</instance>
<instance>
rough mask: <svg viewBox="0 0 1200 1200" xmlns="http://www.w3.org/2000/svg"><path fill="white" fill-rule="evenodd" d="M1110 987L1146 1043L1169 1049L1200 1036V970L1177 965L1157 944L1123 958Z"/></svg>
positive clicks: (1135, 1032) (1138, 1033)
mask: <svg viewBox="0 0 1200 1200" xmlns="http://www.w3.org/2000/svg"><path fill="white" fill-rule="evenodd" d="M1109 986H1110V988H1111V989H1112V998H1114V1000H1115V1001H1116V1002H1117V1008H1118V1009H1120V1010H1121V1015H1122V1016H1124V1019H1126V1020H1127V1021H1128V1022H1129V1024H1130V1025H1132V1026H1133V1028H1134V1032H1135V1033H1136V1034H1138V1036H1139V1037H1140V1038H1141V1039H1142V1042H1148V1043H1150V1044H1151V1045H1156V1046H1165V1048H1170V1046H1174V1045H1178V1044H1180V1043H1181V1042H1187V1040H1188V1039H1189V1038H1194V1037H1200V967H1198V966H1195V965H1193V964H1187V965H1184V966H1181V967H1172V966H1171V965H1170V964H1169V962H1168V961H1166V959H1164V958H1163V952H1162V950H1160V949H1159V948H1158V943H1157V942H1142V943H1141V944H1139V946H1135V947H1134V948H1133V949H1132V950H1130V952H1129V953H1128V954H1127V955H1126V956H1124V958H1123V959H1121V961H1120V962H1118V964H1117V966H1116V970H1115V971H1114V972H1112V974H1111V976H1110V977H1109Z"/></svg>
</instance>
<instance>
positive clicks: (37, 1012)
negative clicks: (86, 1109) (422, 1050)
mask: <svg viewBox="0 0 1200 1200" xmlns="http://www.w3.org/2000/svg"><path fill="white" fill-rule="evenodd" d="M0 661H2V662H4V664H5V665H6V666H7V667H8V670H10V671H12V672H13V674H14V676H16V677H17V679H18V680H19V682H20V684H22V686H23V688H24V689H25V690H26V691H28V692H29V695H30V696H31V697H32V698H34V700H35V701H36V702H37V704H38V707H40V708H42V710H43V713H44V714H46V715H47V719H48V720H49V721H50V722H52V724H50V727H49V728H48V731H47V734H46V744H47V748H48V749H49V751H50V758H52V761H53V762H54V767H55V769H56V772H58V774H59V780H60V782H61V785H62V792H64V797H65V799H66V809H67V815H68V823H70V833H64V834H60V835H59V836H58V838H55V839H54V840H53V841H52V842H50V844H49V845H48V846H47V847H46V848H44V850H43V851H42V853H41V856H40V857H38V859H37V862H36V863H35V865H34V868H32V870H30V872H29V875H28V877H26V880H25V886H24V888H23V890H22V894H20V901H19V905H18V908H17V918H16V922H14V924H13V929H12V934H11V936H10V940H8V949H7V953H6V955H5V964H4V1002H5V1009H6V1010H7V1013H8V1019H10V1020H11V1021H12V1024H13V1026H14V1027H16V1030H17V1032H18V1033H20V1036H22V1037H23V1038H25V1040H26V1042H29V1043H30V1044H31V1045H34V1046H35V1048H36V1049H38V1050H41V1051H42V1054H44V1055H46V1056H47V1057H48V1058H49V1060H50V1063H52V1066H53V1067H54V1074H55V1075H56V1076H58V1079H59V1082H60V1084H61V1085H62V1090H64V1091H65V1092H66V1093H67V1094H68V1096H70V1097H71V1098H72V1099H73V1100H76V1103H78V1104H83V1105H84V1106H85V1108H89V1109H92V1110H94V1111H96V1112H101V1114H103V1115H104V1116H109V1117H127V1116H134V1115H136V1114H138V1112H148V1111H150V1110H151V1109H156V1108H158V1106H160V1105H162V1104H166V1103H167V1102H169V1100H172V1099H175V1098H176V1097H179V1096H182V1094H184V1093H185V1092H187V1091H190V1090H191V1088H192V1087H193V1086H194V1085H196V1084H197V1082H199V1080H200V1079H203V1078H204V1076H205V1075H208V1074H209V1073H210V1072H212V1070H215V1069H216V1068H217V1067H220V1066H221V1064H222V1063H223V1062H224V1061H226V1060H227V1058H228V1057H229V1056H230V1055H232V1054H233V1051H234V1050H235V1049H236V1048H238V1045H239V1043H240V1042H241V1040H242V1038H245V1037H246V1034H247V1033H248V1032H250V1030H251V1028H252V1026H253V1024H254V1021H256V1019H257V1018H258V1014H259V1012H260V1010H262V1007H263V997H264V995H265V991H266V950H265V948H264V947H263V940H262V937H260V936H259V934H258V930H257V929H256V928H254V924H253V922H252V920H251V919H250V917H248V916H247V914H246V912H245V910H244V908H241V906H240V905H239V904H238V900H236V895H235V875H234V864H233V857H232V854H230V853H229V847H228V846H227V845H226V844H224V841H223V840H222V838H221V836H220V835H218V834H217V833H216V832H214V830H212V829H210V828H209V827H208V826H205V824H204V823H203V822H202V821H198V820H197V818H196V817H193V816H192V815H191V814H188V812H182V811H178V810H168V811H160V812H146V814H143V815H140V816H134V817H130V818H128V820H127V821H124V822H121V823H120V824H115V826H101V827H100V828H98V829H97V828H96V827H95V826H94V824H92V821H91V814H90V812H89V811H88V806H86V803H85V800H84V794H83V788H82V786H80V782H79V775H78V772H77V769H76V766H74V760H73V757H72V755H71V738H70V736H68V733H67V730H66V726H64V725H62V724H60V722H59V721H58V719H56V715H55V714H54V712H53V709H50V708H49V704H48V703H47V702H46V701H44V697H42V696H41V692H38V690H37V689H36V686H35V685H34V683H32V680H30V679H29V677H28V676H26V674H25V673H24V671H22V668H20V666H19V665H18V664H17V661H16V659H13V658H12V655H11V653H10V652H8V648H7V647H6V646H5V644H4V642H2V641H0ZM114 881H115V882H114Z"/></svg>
--- --- ---
• Written task
Rewrite the material from its first line through the line containing "positive clicks: (1135, 1032) (1138, 1033)", inclusive, changing "rough mask" to "coarse mask" and leaving everything else as it is.

• Response area
</instance>
<instance>
coarse mask: <svg viewBox="0 0 1200 1200" xmlns="http://www.w3.org/2000/svg"><path fill="white" fill-rule="evenodd" d="M1110 987L1146 1043L1169 1049L1200 1036V970L1177 965L1157 944L1123 958Z"/></svg>
positive clicks: (1135, 1032) (1138, 1033)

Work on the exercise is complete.